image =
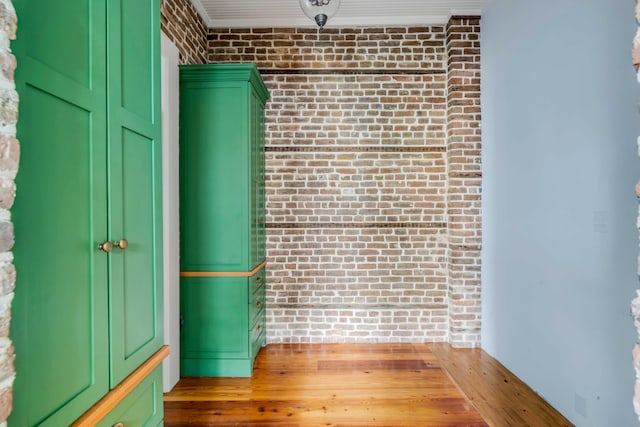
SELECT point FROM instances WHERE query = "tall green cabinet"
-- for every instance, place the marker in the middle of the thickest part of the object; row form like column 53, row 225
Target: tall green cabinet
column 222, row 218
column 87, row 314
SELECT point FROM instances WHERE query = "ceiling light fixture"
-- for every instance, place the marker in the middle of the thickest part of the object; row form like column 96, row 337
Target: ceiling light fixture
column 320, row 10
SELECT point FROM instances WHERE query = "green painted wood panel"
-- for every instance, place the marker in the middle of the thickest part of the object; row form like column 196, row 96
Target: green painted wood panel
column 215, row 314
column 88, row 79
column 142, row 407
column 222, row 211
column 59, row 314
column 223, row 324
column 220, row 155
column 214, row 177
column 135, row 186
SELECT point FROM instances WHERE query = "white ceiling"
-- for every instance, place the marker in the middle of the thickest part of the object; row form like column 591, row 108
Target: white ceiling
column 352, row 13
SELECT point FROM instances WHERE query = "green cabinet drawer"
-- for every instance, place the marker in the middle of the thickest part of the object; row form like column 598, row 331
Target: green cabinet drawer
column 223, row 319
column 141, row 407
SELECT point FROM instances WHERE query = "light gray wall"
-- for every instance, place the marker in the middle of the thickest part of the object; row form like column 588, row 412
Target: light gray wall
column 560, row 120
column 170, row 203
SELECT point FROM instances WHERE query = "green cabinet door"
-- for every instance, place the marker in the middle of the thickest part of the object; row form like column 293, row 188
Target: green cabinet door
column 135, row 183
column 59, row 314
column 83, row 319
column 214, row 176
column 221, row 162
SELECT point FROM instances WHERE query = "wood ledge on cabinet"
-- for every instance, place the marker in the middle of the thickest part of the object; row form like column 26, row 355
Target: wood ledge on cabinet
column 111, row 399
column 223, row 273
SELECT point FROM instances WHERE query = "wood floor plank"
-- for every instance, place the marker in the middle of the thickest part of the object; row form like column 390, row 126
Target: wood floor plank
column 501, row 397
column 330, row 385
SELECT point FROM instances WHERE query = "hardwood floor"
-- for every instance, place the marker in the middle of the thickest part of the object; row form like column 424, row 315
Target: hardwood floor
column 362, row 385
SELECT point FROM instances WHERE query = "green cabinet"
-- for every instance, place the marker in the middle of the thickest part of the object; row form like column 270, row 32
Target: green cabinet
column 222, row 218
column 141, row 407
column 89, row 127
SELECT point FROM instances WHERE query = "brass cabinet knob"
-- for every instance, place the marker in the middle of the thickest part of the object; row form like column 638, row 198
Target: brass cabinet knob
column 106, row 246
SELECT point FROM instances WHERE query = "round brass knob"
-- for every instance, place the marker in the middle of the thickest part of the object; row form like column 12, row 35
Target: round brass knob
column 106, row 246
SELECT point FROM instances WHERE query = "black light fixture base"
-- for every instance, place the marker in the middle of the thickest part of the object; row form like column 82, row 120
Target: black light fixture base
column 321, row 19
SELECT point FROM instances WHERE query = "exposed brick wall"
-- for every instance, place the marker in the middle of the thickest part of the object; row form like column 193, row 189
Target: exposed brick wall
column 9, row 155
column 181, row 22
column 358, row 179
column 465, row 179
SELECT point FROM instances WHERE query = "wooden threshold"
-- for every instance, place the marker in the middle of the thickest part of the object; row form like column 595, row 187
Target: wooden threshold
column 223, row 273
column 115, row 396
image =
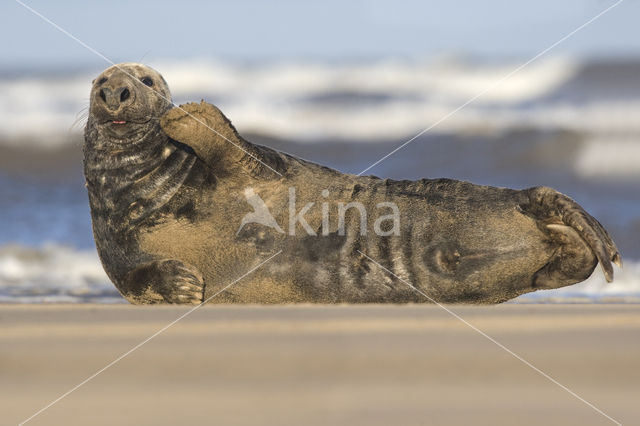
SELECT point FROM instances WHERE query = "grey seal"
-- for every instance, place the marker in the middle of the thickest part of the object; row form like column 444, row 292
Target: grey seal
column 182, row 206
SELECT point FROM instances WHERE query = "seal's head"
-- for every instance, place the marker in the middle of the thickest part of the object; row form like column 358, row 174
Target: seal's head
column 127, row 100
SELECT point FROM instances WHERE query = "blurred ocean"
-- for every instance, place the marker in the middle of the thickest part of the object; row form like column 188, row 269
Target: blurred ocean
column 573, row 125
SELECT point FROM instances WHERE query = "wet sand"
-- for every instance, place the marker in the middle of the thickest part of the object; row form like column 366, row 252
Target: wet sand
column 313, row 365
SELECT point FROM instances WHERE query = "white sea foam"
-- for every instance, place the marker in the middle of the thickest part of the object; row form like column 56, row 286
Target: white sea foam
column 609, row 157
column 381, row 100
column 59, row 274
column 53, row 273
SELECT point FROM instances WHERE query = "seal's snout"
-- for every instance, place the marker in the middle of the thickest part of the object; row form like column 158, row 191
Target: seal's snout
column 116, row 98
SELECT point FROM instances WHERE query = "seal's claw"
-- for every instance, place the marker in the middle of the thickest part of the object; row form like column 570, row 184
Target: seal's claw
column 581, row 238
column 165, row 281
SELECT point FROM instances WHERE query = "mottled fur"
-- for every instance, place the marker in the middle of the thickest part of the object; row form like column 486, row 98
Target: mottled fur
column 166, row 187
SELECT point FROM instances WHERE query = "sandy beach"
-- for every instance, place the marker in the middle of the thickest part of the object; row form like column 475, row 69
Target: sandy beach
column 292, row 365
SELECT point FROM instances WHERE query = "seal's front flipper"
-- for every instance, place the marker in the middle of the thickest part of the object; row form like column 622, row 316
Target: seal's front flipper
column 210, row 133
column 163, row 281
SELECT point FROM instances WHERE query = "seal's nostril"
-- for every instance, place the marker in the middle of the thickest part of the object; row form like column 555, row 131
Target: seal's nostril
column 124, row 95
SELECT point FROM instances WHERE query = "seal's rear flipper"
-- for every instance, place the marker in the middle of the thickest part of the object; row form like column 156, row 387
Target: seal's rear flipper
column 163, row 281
--
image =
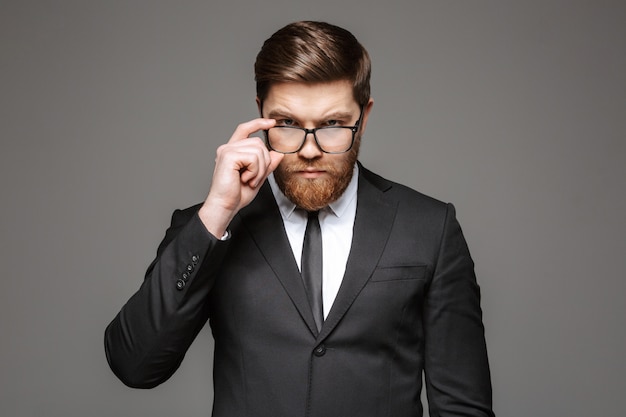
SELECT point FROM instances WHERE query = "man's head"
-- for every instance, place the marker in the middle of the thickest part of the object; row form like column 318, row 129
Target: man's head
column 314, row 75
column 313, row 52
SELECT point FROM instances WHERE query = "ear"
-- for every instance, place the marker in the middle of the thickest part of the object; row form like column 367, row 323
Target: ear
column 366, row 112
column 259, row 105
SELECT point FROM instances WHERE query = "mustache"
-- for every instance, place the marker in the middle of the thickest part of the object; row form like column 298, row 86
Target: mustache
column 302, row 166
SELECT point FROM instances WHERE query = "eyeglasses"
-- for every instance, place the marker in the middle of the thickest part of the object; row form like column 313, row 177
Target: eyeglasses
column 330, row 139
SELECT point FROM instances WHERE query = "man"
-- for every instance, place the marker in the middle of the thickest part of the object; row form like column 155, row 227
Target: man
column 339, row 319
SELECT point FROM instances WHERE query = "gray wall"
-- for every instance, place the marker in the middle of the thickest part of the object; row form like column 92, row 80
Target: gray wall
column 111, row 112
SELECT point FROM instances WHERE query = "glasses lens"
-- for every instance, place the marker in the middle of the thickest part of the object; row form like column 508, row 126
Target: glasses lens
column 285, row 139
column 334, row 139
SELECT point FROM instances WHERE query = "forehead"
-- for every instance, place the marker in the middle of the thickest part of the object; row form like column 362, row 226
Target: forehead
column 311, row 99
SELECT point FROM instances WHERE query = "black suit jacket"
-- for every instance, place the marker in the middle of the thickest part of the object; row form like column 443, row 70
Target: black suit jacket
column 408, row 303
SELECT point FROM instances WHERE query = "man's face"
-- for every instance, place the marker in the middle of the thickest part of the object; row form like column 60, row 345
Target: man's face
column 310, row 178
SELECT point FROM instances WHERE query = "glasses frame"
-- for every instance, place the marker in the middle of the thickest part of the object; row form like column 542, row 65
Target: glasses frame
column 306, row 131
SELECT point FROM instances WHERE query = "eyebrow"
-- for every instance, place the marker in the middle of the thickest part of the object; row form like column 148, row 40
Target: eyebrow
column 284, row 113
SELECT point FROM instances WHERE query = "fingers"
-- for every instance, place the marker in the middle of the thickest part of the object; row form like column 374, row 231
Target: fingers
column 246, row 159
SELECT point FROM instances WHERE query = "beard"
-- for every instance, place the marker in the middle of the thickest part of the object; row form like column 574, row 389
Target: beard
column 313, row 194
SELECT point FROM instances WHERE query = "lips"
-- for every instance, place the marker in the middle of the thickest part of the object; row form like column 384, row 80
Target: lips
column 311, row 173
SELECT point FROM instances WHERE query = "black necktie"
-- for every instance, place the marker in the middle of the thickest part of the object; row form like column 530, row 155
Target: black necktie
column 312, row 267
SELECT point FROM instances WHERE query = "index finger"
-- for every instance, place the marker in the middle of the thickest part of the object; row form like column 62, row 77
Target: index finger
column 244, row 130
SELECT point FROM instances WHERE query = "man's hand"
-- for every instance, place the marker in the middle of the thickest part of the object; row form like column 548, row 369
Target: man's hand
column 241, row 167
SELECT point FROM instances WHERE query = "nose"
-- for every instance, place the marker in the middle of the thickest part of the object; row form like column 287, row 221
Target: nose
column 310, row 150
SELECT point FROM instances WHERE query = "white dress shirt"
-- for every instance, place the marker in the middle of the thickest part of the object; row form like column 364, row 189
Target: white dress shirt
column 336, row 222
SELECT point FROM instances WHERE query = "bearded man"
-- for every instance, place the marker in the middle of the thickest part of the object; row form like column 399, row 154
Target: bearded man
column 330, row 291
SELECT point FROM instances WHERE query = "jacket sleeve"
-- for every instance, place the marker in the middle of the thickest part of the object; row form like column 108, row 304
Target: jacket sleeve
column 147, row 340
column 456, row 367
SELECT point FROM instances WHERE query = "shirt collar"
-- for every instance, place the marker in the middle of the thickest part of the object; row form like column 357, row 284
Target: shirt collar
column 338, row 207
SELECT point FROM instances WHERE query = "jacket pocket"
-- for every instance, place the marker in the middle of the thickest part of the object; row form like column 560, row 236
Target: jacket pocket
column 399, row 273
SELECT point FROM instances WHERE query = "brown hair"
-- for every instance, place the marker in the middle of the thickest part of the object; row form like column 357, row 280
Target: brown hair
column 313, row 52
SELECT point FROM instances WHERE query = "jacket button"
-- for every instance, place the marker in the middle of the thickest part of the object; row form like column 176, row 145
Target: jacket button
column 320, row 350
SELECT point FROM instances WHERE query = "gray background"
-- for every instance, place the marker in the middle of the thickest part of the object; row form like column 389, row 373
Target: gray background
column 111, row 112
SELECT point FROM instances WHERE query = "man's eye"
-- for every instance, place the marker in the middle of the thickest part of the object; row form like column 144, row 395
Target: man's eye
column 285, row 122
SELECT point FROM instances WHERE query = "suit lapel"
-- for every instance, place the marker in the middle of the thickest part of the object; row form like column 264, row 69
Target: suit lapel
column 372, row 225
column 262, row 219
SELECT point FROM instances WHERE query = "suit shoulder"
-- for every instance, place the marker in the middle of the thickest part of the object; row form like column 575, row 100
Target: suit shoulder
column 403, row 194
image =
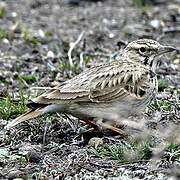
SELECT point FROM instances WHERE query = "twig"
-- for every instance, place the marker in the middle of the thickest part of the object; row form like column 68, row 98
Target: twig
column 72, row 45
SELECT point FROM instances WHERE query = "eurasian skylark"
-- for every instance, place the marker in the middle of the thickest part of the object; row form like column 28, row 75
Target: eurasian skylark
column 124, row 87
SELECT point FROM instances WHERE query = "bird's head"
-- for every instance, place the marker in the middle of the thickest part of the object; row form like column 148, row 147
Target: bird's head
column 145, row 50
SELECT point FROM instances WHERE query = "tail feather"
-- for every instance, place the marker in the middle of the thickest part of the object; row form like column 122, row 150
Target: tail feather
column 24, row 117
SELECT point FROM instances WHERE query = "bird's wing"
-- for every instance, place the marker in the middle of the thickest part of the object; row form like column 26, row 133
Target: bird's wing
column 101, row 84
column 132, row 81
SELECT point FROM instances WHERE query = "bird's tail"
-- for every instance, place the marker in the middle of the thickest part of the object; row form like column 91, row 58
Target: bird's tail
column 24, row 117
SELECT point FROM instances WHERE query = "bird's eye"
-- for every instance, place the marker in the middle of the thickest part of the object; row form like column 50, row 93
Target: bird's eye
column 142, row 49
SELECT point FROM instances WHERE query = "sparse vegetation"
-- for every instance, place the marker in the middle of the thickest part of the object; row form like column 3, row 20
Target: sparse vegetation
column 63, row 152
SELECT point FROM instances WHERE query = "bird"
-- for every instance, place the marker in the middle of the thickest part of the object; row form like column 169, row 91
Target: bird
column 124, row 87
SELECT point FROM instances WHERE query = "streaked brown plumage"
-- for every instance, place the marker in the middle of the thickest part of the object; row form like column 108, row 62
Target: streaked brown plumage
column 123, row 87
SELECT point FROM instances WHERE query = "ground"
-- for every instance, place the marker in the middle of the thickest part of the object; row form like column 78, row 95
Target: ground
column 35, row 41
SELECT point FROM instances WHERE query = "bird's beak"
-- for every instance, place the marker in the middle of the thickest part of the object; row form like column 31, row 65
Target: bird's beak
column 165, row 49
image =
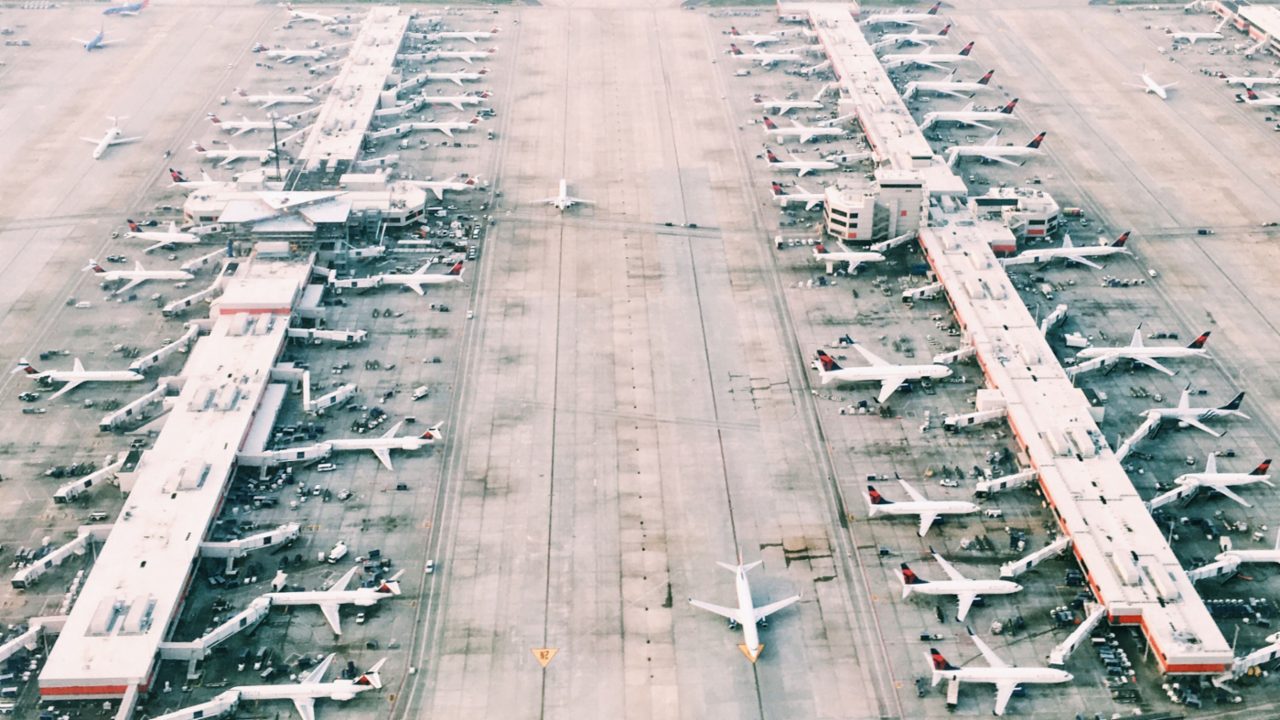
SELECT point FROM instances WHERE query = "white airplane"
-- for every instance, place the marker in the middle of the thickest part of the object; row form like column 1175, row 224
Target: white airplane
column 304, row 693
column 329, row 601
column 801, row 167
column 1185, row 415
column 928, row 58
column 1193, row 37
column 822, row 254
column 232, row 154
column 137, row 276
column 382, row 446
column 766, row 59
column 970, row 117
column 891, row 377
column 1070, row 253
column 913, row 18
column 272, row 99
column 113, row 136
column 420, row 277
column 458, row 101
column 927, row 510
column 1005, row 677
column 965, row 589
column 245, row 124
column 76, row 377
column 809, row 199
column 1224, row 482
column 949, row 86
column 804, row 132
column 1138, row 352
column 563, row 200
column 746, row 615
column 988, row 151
--
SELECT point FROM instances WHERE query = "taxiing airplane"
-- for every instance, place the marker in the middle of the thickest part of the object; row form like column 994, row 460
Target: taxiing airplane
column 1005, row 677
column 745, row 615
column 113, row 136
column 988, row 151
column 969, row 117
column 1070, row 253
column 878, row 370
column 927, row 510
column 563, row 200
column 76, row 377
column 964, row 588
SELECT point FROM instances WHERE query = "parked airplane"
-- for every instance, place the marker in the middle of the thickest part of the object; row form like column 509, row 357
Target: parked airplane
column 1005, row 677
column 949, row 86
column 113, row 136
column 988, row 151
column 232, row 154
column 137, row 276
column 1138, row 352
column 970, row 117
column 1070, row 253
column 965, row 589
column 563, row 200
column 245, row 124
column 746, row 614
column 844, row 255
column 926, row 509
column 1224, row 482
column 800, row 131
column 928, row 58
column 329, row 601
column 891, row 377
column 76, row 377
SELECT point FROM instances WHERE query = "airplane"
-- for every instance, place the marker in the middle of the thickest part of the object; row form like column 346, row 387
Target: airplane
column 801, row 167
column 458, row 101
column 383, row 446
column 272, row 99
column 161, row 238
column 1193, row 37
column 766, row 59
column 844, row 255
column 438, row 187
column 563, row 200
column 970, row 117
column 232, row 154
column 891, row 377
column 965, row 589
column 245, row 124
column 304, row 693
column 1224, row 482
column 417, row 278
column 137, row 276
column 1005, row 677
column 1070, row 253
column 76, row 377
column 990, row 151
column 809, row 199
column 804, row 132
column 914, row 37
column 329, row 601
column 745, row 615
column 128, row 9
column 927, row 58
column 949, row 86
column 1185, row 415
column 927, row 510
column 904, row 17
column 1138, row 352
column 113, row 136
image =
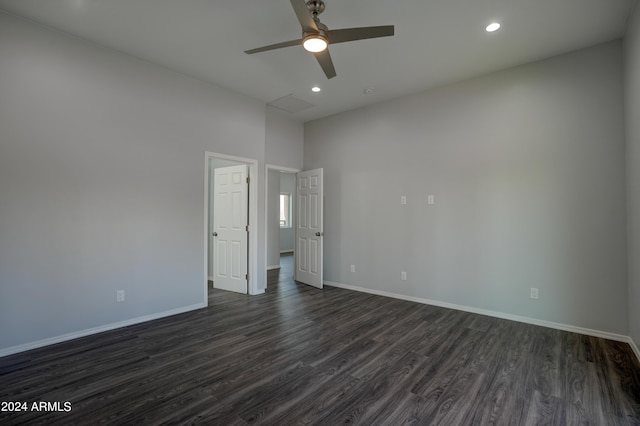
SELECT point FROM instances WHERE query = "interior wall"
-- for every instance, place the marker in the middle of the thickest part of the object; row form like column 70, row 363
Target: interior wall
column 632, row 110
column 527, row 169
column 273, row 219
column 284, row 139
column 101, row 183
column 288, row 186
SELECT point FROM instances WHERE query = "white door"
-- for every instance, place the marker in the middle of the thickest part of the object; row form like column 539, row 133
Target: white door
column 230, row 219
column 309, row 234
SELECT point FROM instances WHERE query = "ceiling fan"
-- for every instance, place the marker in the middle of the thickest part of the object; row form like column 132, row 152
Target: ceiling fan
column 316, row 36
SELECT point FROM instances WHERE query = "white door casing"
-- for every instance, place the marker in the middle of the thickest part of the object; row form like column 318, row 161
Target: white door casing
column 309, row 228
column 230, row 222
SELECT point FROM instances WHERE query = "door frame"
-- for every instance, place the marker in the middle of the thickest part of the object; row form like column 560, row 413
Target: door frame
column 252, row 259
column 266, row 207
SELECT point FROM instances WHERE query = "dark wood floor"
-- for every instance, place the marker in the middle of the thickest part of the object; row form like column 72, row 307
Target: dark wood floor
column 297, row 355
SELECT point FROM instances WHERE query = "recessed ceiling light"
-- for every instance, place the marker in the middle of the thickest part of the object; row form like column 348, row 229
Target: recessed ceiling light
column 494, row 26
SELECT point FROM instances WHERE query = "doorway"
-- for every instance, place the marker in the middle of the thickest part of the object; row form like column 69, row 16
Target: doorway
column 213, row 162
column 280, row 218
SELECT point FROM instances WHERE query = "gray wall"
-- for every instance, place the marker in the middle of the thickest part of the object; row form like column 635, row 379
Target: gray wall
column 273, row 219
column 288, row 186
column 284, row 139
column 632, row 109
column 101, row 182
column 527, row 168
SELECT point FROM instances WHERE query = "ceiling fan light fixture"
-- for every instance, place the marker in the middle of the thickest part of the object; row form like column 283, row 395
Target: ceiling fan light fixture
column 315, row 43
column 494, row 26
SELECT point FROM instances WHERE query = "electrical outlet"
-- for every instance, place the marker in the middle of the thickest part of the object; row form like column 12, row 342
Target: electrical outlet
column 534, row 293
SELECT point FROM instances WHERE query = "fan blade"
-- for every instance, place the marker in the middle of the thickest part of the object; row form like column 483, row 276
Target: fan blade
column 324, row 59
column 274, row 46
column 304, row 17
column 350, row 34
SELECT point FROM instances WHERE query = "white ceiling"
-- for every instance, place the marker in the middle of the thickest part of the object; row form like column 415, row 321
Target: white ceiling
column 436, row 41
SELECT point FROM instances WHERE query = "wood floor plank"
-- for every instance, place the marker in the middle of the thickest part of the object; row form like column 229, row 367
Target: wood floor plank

*REQUIREMENT*. Copy out, in full, every line of the entries above that contains the word "sparse".

*RESPONSE TO THE EXERCISE*.
SELECT point FROM instances WHERE query = "sparse vegetation"
Target: sparse vegetation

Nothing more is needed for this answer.